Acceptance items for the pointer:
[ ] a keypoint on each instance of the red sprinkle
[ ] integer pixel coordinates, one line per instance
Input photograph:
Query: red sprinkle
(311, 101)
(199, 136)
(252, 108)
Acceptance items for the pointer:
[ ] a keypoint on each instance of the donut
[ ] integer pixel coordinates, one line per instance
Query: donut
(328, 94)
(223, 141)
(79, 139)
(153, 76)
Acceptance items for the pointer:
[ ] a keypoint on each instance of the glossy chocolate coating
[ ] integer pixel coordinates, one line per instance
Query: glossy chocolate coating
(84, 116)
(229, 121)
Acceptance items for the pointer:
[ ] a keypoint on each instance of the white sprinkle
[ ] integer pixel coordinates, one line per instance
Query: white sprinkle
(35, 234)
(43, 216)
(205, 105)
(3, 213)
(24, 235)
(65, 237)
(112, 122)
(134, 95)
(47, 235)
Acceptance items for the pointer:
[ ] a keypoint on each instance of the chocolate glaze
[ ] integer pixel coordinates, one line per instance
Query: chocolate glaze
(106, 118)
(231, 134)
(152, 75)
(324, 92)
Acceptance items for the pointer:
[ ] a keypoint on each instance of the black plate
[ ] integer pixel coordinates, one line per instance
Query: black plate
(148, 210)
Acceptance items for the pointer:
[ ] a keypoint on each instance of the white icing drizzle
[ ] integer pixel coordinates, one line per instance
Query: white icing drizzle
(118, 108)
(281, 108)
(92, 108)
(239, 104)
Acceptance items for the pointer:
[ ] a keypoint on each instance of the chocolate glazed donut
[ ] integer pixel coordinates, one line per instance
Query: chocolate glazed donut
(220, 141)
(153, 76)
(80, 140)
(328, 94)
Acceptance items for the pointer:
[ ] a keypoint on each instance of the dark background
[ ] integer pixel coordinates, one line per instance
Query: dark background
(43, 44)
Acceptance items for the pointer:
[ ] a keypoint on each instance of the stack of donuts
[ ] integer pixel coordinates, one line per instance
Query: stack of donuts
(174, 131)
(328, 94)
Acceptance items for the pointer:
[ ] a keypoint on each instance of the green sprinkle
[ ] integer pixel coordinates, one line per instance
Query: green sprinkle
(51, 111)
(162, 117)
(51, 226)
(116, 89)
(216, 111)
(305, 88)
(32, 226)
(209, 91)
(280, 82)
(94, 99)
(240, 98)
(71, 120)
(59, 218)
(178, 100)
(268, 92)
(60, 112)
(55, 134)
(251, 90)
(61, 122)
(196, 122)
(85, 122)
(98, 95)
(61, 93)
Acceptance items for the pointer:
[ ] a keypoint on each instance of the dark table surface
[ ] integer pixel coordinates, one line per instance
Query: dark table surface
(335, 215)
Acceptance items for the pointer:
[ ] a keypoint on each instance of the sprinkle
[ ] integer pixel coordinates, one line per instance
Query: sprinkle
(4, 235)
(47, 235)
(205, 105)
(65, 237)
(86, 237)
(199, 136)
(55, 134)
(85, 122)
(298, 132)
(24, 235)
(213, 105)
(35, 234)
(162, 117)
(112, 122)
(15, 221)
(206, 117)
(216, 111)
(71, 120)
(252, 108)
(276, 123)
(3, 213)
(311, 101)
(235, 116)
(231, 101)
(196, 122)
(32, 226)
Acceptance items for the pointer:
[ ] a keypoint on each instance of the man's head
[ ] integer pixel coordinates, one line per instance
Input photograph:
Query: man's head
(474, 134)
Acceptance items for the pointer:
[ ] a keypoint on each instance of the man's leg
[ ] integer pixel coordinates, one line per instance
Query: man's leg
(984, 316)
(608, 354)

• • •

| PROBLEM REQUIREMENTS |
Copy the full listing verbatim.

| TASK SOLUTION |
Acceptance items for the pointer:
[ ] a keypoint on each instance of the red sprinkle
[ ] integer pixel coordinates, one line per instance
Input photograph:
Query: red sprinkle
(311, 101)
(199, 136)
(252, 108)
Acceptance items for the pointer:
[ ] a keypoint on each instance of the donut
[ ] integer pixel coordinates, one line per instance
Query: donut
(328, 94)
(223, 141)
(79, 139)
(153, 76)
Acceptance items for the pointer:
[ ] a keypoint on each instance of the glossy chocolate coating
[ ] integer pixel coordinates, one line per instance
Query: glossy chocolate coating
(84, 116)
(229, 121)
Acceptance items for the pointer:
[ ] a keypoint on each instance of the white sprinkle
[ ] integer pixel coordinates, one line per instance
Query: white sprinkle
(35, 234)
(43, 216)
(205, 105)
(3, 213)
(24, 235)
(65, 237)
(112, 122)
(134, 95)
(47, 235)
Acceptance items for the pointer:
[ ] a keypoint on each instance of the chocolate glaze
[ ] integer pixel coordinates, one line per instance
Query: chocolate glaze
(106, 118)
(231, 134)
(152, 75)
(324, 92)
Acceptance items for the pointer:
[ ] a keypoint on each instance of the black plate
[ ] integer pixel coordinates, one line per instance
Query: black plate
(148, 210)
Acceptance items for the pointer:
[ ] a keypoint on each instance of the white icing drizzle
[ ] integer pixel coordinates, one line per instance
Query: white icing drizzle
(118, 108)
(281, 108)
(92, 108)
(239, 104)
Acceptance items for the pointer:
[ ] a keypoint on each instance of the chocolate glazed donut
[ ] integer pixel coordinates, one line per instance
Query: chocolate glazed donut
(220, 141)
(153, 76)
(80, 140)
(328, 94)
Acceptance items for the pointer:
[ ] a keypoint on each instance of the dark background
[ ] integer pixel coordinates, one line per instance
Query: dark background
(43, 44)
Acceptance items for the pointer:
[ ] a keypoint on each instance of the stack of donuts
[ ] integer pixel coordinates, one line per instance
Query: stack of donuts
(174, 131)
(328, 94)
Acceptance items for the pointer:
[ ] a keypoint on each instance of the green sprinkle
[ ] integer pixel coordinates, one line per instance
Query: green sprinkle
(51, 111)
(162, 117)
(51, 226)
(116, 89)
(216, 111)
(305, 88)
(32, 226)
(209, 91)
(280, 82)
(94, 99)
(240, 98)
(71, 120)
(59, 218)
(178, 100)
(268, 92)
(60, 112)
(55, 134)
(251, 90)
(61, 122)
(196, 122)
(85, 122)
(98, 95)
(61, 93)
Acceptance items for the pointer:
[ ] a keypoint on each instance of the dark table surface
[ ] integer pixel coordinates, one line per instance
Query: dark table surface
(335, 215)
Acceptance items for the pointer:
[ ] a keypoint on each instance of the sprinkle
[ ] integer pixel coordinates, one line per instance
Query: sprinkle
(4, 235)
(47, 235)
(205, 105)
(65, 237)
(86, 237)
(199, 136)
(55, 134)
(85, 122)
(298, 132)
(24, 235)
(213, 105)
(35, 234)
(162, 117)
(112, 122)
(15, 221)
(206, 117)
(216, 111)
(71, 120)
(252, 108)
(276, 123)
(3, 213)
(311, 101)
(235, 116)
(231, 101)
(196, 122)
(32, 226)
Acceptance items for the pointer:
[ ] a keypoint on each instance of the man's head
[ ] integer pixel coordinates, one line per instance
Input photograph:
Query: man's head
(474, 134)
Acceptance items for the pointer:
[ ] a keypoint on each instance of the man's leg
[ ] integer pixel coordinates, one line per instance
Query: man's leg
(984, 316)
(608, 354)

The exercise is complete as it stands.